-------- Pasaje seleccionado --------

La Fe Precede al Milagro
Basado en discursos de
Spencer W. Kimball
Capítulo siete
La manifestación de Dios
Se ve a Dios con los ojos espirituales
Si yo os dijera con toda seriedad que en el jardín posterior de vuestra propia casa podríais encontrar un área llena de diamantes, ¿ignoraríais mis palabras y os despreocuparíais por buscar? Con toda la fuerza de mi alma deseo deciros hoy que existe un tesoro de inestimable valor a vuestro alcance. Los diamantes nos pueden servir para comprar alimento y abrigo, o para embellecer y decorar; pero el tesoro del que yo os hablo es más brillante que las joyas mismas. Este nunca pierde su brillo ni corre el peligro de que se lo roben. Me refiero al más grande de todos los dones—el de la vida eterna. No se puede obtener con simplemente pedirlo; no se puede comprar con dinero; el sólo desearlo no basta para conseguirlo; no obstante, se encuentra disponible para todas las personas que cumplan con los requisitos para su obtención.
Ha habido largos períodos en la historia cuando la verdad completa sobre cómo conseguir este tesoro no ha estado al alcance inmediato de los habitantes de la tierra. Sin embargo, en nuestros días, la plenitud del programa se encuentra aquí y puede llevar a los hombres a la exaltación y a la vida eterna, directamente hacia la divinidad. En el principio de la historia del hombre se conocía la plenitud del evangelio, pero, tal como predijo Amos:
He aquí vienen días, dice Jehová el Señor, en los cuales enviaré hambre a la tierra, no hambre de pan, ni sed de agua, sino de oír la palabra de Jehová.
E irán errantes de mar a mar; desde el norte hasta el oriente discurrirán buscando palabra de Jehová, y no la hallarán. (Amos 8:11-12.)
Tal como lo describe Amos, después de la era cristiana primitiva, siguieron siglos de oscuridad espiritual. Ahora nosotros anunciamos solemnemente al mundo que esa hambre espiritual ya ha pasado, la sequía espiritual ya ha terminado, y la palabra del Señor en toda su pureza y plenitud se encuentra hoy a la disposición de todos los hombres. Ya no hay más necesidad de andar errantes de mar a mar, ni del norte hasta el oriente, en busca del verdadero evangelio, porque la verdad eterna, restaurada por medio del profeta José Smith, está ahora al alcance de todos.
El Divino Maestro enseñó a José Smith esta esencial verdad: “Esto es vidas eternas: Conocer al único Dios sabio y verdadero, y a Jesucristo a quien él ha enviado. Yo soy él. Recibid, pues, mi ley.” (DyC 132:24.)
A pesar de todos los dioses que los hombres se crean para sí mismos y de la confusión que de ellos se deriva, el Dios viviente y verdadero se encuentra en los cielos, dispuesto a ayudar a todos sus hijos. Si existe algún distanciamiento entre Dios y el hombre, se debe a que éste se ha alejado de su Creador.
La pregunta más importante que el hombre puede hacerse es ésta: ¿Conozco realmente a Dios el Padre y a Jesucristo, su Hijo? En la respuesta yace la diferencia entre debatirse en medio de la indecisión o sentirse totalmente seguro.

-------- Contenido del listado --------

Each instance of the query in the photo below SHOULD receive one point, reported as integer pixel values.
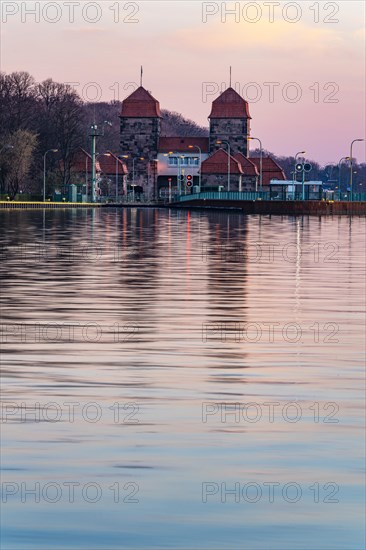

--------

• [Ejercicios propuestos]:
(A) Según el pasaje sobre la manifestación de Dios, ¿por medio de qué profeta fue restaurada la verdad eterna?
(B) Transcriba del pasaje sobre la manifestación de Dios todo lo que va desde "Ha habido largos" hasta "palabra de Jehová.".
(C) Prolongue el pasaje sobre la manifestación de Dios a partir de su última oración.

• [Soluciones]:
(A) Por medio del profeta José Smith.

(B)
Ha habido largos períodos en la historia cuando la verdad completa sobre cómo conseguir este tesoro no ha estado al alcance inmediato de los habitantes de la tierra. Sin embargo, en nuestros días, la plenitud del programa se encuentra aquí y puede llevar a los hombres a la exaltación y a la vida eterna, directamente hacia la divinidad. En el principio de la historia del hombre se conocía la plenitud del evangelio, pero, tal como predijo Amos:
He aquí vienen días, dice Jehová el Señor, en los cuales enviaré hambre a la tierra, no hambre de pan, ni sed de agua, sino de oír la palabra de Jehová.

(C)
El Señor ha prometido: . . . toda alma que deseche sus pecados y venga a mí, invoque mi nombre, obedezca mi voz y guarde mis mandamientos, verá mi faz y sabrá que yo soy. (DyC 93:1.)
En las bienaventuranzas, Cristo agrega: “Bienaventurados los de limpio corazón, porque ellos verán a Dios.” (Mateo 5:8.)
Cada alma que cumpla con todos los requisitos necesarios puede lograr la vida celestial. No basta solamente con saber, sino que se debe obrar y hacer. Es esencial vivir en rectitud e indispensable recibir las ordenanzas pertinentes.
Jehová proclama: “Pero ningún hombre posee todas las cosas, a menos que sea purificado y limpiado de todo pecado.» (DyC 50:28.)
Y luego continúa diciendo el Redentor: “Y en verdad, todo hombre tiene que arrepentirse o padecer …” (DyC 19:4.)
. . . yo, Dios, he padecido estas cosas por todos, para que no padezcan, si se arrepienten;
mas si no se arrepienten, tendrán que padecer así como yo;
padecimiento que hizo que yo, Dios, el mayor de todos, temblara a causa del dolor . . .” (DyC 19:16-18.)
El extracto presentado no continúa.